EXERCISE INSTRUCTIONS:
(a) According to the passage on light rail and mixed-use development, how many condos will Union Square include?
(b) Extend the discussion of light rail and mixed-use development past its final sentence.

SOURCE TEXT:
==============================

A Phoenix developer has big plans to build one of the largest mixed-use projects along the new light rail line.
Mike Lafferty, president of Lafferty Development Inc., will build the 11-story Union Square at 12th Street. He already has received Phoenix City Council approval to rezone the area, and now is lining up investors and looking at ways to rejuvenate the surrounding neighborhood.
Union Square, at the southeast corner of 12th and Washington streets, will include 280 condos, about 10 percent of which will be priced for middle-income buyers; public and business meeting rooms; a 175-room hotel; and street-level retail.
The first shovel of dirt has not been turned, yet light rail already has helped generate more than $220 million in planned office, retail, apartment and hotel development downtown.
Developers of three projects – Wachovia Center, Belmont at Freemason apartments and a Residence Inn – said the city’s starter light rail influenced their business decisions. Having modern transit within a short walking distance delivers a steady stream of potential customers and provides an alternative to driving for residents and workers, they said.
Wachovia Center is a 22-story tower and apartment building that will include office, retail and residential space on Monticello Avenue.
“The fact that there will be a light rail stop right out the front door of our project was a key part of why we selected that site,” said Thomas G. Johnson III, vice president of sales and development for Nusbaum Realty, the project developer.
The West Trenton Line reactivation plan is the key to plans by Hillsborough officials to create a Transit Village along the railroad line and Amwell Road.
According to the township's Master Plan, adopted by the Planning Board in 2005, the Transit Village district concept will feature commercial offices, retail spaces, residential development, access for pedestrians, bicyclists, vehicles, buses and cabs; and parks and open space. The Master Plan also allows neighborhood convenience centers, churches, nursery and private schools, libraries, parks and farm/agricultural activities in the Transit Village area.
What's happening in your area?
I'd be particularly interested in any re-zonings of suburban areas from single use residential areas to mixed use.



You build 64 blocks of city in the middle of a cornfield near a city in the suburbs, and use it as a bus terminal location.
You have 64,000 people who will support bus transport all over the suburban area, drawing in all the people that work in the suburban area and need a place to live.
This is not because of peak oil, but because of the financial effects of avoiding all the costs of owning a car. That's insurance, depreciation, repair, time wasted driving, etc. Also, that's all the people that can't drive cars because of minor physical disability, the kind of minor disability that does not prevent them from working.
This is not because of peak gas, either, though the high density development does reduce heating power requirements in the winter. It also isn't because of the lower cost of building apartment buildings instead of houses because the square foot cost is about the same. Elevators are expensive, and so are steel beam frames for apartment buildings.
If you want to deal with peak oil, build a synfuel plant.
Smart growth is an oxymoron. We’d be better off if we spent our energy finding ways to slow the growth rate. We can not have exponential growth in a finite world. That said, let us hope that most of these are not in the middle of some corn field but rather in the center of some trashed out urban ruin. The future for the untold masses will be in a more confined setting. Unless we bring back some industry I am not exactly sure what they will do for employment except wait on each other for low wages. It is a touch difficult imagining a future where thousands of citizens and their Amish (with computers)-like living standard flourish in a confined setting.

==============================

(Dataset excerpt)
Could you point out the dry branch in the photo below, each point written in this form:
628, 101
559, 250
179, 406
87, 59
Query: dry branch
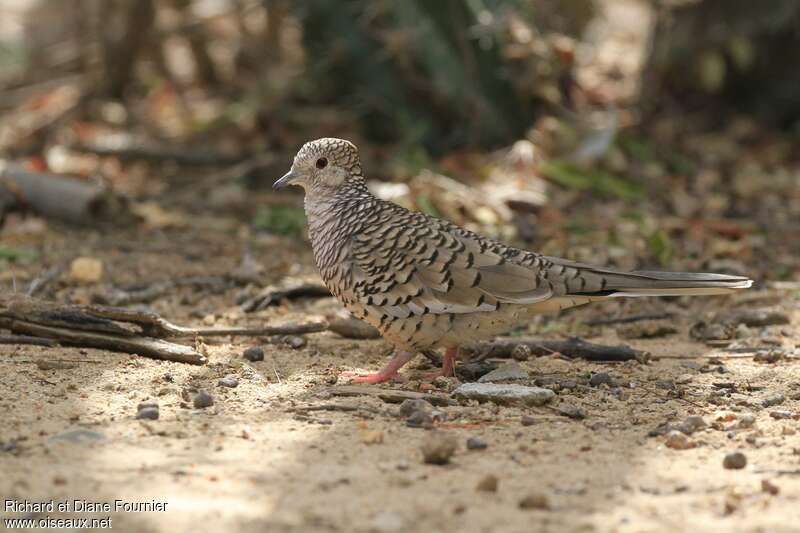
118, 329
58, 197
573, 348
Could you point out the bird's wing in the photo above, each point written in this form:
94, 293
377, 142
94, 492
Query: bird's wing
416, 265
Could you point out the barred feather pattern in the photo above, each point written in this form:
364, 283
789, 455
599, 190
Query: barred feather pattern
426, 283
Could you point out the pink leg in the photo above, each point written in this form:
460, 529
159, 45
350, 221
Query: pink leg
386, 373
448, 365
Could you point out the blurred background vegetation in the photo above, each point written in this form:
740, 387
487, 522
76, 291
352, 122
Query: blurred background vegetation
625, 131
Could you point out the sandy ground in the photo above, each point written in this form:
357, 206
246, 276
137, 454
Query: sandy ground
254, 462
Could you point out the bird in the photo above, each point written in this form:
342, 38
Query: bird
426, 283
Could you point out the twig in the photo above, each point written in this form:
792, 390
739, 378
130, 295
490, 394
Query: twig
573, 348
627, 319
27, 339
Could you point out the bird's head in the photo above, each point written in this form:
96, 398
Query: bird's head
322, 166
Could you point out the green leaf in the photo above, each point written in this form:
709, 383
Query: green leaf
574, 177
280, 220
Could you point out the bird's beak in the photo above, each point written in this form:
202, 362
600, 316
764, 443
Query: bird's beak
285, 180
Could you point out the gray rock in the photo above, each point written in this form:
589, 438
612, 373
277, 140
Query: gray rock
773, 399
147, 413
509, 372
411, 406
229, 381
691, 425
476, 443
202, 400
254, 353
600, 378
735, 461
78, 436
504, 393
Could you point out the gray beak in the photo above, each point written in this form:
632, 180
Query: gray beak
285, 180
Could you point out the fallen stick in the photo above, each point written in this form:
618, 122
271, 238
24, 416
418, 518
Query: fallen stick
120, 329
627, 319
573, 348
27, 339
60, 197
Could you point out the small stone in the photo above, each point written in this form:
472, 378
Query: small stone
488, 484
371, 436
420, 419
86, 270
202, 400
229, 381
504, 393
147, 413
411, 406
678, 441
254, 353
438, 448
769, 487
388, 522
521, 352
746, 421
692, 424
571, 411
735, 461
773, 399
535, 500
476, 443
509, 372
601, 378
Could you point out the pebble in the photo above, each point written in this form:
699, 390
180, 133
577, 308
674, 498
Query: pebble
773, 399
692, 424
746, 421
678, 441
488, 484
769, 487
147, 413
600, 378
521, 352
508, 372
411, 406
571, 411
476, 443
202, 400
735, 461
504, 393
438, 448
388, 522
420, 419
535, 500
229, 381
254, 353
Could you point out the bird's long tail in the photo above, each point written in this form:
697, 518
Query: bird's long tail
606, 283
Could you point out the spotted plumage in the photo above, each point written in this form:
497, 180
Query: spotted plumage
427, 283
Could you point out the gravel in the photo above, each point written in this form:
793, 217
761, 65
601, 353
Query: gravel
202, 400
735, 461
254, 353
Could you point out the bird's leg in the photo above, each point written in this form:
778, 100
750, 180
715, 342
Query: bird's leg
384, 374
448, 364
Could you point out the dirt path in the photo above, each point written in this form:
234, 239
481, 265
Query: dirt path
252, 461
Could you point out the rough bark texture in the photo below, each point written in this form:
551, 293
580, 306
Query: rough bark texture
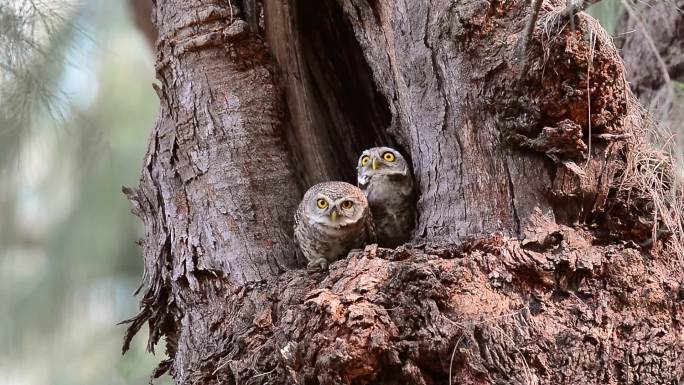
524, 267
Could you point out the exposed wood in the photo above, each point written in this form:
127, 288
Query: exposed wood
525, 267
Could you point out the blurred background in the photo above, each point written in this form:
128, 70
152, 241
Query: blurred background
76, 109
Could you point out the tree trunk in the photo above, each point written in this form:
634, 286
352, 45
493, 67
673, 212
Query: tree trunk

==============================

ANSWERS FOR THE EXERCISE:
(a) 280 condos.

(b)
It's only hard because you're stuck in the American pioneer-farmer mindset. There are hardly any farmers left in the US, and nobody really wants to be a farmer, but everyone loves to play farmer, which is what the suburbs are all about.
Dense cities have existed since the beginnings of civilization. "It is a touch difficult imagining a future where thousands of citizens and their Amish (with computers)-like living standards flourish in a confined setting."
Oh really? How about Athens, or Babylon, or Bahgdad, or Vienna or Hangzhou? "Flourishing in a confined setting" is what people have been doing for five thousand years.
I think no new farmers are coming around due to the high startup costs there is no way that somebody can really just dive in. Land is extremely expensive these days and then nobody wants a farm around them. I could never see it as a reasonable thing to buy land and start farming at the cost of land right now. The return on investment would take forever.
Sadly this combined with all the stress and effort of farming stops people from farming. Not to mention the IRS breaths down farmers necks so hard that they just give up. Its a lose lose situation. I think the only way to encourage farming again is to remove all taxes from true farmers that run so many acres.
But what am I to know eh? Part of my family was run out of farming due to some of the above factors.That combined with farming being hard work and we live in a instant gratification society where people do not wish to wait for things to grow.
IMO farming is going to have to change with the times and PO. Local farming, less than 100 miles to the nearest city may start to flourish again as the FF costs of farming skyrocket. Thats not to say farmers will be making tons of $, but the need for local produce may become a necessity as the costs will be less than importing food from 1000's of miles away.
Farming will likely go more in the direction of manual labour and less machinery. You still see plenty of human labourers even in North America. Back in the seventies and probably eighties and maybe even now, manual labourers were and are still the backbone of many types of farming here in NA.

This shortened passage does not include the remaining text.